▶ _Direction_: Please copy the lines below verbatim, starting at the line that contains "This photo contains the marsh" and ending after the line that contains "561 206 587 224".

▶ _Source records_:
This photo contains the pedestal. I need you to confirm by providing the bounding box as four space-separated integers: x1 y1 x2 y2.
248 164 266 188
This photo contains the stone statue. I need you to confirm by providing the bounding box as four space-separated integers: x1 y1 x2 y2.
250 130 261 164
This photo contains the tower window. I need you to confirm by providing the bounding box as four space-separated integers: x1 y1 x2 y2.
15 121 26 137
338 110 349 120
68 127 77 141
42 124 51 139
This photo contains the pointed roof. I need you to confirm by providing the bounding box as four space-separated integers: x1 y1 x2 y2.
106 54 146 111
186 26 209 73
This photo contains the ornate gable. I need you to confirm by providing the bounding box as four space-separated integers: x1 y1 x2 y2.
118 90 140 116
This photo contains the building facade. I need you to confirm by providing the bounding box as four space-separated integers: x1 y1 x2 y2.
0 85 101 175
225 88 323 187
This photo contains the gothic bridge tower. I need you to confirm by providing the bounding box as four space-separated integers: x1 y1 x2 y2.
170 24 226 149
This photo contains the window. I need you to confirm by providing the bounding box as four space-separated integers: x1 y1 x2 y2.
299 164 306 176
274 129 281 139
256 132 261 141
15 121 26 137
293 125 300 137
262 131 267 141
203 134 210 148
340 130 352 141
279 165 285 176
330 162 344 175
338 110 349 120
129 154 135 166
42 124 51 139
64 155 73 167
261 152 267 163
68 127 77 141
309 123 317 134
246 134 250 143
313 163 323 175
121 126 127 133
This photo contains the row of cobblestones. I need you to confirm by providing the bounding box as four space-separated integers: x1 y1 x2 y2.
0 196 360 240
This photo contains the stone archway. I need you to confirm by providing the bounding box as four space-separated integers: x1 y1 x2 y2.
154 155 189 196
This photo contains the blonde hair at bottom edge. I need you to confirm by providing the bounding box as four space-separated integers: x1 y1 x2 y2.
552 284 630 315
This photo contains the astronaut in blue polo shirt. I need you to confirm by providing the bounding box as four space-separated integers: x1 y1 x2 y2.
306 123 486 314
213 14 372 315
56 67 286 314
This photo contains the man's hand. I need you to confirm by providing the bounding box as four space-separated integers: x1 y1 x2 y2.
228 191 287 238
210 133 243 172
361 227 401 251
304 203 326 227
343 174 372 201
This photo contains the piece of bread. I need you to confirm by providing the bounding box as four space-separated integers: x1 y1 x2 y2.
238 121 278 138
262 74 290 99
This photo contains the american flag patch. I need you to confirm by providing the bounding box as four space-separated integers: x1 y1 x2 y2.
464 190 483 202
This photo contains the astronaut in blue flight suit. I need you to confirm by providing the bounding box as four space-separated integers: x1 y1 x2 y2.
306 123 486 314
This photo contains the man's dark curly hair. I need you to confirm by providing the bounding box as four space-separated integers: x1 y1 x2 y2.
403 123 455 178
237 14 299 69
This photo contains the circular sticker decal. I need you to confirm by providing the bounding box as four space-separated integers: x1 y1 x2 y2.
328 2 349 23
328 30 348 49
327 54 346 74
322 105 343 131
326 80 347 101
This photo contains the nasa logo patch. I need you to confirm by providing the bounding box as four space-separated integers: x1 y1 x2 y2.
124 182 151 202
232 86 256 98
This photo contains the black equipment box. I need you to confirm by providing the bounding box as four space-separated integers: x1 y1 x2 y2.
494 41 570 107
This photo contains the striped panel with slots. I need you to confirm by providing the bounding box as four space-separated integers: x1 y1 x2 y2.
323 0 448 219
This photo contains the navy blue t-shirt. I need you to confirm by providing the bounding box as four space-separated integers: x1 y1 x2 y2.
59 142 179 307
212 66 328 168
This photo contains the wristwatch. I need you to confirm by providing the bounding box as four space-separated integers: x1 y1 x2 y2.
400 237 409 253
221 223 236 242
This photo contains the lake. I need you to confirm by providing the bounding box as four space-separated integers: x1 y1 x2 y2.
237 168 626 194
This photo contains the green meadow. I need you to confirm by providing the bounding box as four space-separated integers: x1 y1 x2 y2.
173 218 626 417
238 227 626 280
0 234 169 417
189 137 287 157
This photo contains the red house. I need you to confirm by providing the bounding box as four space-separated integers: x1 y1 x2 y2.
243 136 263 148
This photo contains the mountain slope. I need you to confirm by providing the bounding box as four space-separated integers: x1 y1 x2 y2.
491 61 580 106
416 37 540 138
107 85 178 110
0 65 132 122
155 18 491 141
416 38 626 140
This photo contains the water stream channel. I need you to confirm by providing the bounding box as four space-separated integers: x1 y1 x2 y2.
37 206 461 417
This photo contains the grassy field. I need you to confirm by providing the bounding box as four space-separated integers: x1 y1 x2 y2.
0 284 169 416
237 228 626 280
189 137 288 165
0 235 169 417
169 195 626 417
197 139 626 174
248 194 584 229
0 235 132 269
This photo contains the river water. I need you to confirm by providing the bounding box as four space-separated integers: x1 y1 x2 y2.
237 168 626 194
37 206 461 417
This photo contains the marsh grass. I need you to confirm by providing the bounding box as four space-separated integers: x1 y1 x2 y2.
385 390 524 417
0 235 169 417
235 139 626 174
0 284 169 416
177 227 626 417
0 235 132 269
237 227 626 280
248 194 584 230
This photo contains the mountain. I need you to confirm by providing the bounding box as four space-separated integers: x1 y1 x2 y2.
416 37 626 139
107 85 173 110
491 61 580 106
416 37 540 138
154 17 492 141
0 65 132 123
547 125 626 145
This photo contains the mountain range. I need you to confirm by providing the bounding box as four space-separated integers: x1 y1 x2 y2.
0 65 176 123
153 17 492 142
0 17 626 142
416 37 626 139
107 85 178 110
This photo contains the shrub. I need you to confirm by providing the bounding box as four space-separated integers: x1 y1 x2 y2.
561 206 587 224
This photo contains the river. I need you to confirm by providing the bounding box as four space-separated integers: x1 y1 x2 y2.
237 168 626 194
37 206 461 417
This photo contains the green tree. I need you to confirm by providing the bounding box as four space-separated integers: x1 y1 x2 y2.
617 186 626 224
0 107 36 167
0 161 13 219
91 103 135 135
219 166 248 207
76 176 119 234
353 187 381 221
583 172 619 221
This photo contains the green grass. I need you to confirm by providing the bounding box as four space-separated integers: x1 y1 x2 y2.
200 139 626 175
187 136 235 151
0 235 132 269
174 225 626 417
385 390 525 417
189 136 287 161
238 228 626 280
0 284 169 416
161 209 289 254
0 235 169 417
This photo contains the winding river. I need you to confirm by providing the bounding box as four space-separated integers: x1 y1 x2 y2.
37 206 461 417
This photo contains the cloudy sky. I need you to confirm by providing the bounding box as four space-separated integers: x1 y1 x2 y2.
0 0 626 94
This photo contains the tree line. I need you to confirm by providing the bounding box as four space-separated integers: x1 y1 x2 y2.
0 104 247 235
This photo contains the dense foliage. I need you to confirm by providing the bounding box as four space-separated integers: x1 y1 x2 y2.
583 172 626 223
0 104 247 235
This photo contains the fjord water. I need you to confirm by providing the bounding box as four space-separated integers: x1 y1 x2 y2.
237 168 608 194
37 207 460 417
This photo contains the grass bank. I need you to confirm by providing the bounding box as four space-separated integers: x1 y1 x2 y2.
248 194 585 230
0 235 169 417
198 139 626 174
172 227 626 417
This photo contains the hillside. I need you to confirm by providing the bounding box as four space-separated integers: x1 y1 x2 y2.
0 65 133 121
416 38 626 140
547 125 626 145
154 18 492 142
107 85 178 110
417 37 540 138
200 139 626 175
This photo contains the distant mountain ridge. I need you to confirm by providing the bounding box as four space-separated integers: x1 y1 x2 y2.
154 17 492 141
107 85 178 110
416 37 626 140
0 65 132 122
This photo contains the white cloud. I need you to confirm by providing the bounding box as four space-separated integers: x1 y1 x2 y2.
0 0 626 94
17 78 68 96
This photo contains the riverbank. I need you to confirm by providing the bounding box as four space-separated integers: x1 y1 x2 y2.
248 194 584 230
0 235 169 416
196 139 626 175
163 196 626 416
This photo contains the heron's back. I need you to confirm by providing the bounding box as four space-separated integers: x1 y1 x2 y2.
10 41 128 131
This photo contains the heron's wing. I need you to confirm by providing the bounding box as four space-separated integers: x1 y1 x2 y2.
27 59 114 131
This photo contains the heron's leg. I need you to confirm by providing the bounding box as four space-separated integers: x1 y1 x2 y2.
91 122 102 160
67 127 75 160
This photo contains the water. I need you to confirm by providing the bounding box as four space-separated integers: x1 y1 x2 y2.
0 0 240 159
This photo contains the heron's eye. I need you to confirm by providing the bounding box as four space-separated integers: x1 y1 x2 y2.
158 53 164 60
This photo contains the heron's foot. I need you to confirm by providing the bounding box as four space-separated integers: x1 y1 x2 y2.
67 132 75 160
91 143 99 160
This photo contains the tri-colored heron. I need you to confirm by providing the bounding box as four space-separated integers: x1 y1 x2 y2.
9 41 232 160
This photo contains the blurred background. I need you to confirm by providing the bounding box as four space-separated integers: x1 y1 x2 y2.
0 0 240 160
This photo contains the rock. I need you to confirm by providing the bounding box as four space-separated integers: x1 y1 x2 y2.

▶ _Result below_:
This photo contains the marsh grass. I need you to confirm by providing the bounding box as four space-separated integers: x1 y1 x2 y2.
385 390 524 417
0 235 169 417
235 139 626 174
0 284 169 416
177 227 626 417
0 235 132 269
237 227 626 280
248 194 584 230
This photo contains the mountain. I need you to confirm by providing the bounding box as four space-separated integers: x1 y1 x2 y2.
416 37 626 139
107 85 173 110
491 61 580 106
416 37 540 138
154 17 492 141
0 65 132 123
547 125 626 145
This photo contains the mountain range. I need you to confirm by providing the bounding box as four space-separated integers: x1 y1 x2 y2.
0 65 176 123
153 17 492 142
0 17 626 142
416 37 626 139
107 85 178 110
This photo contains the shrub. I need you to confirm by providing the bounding box as four space-separated integers: x1 y1 x2 y2.
561 206 587 224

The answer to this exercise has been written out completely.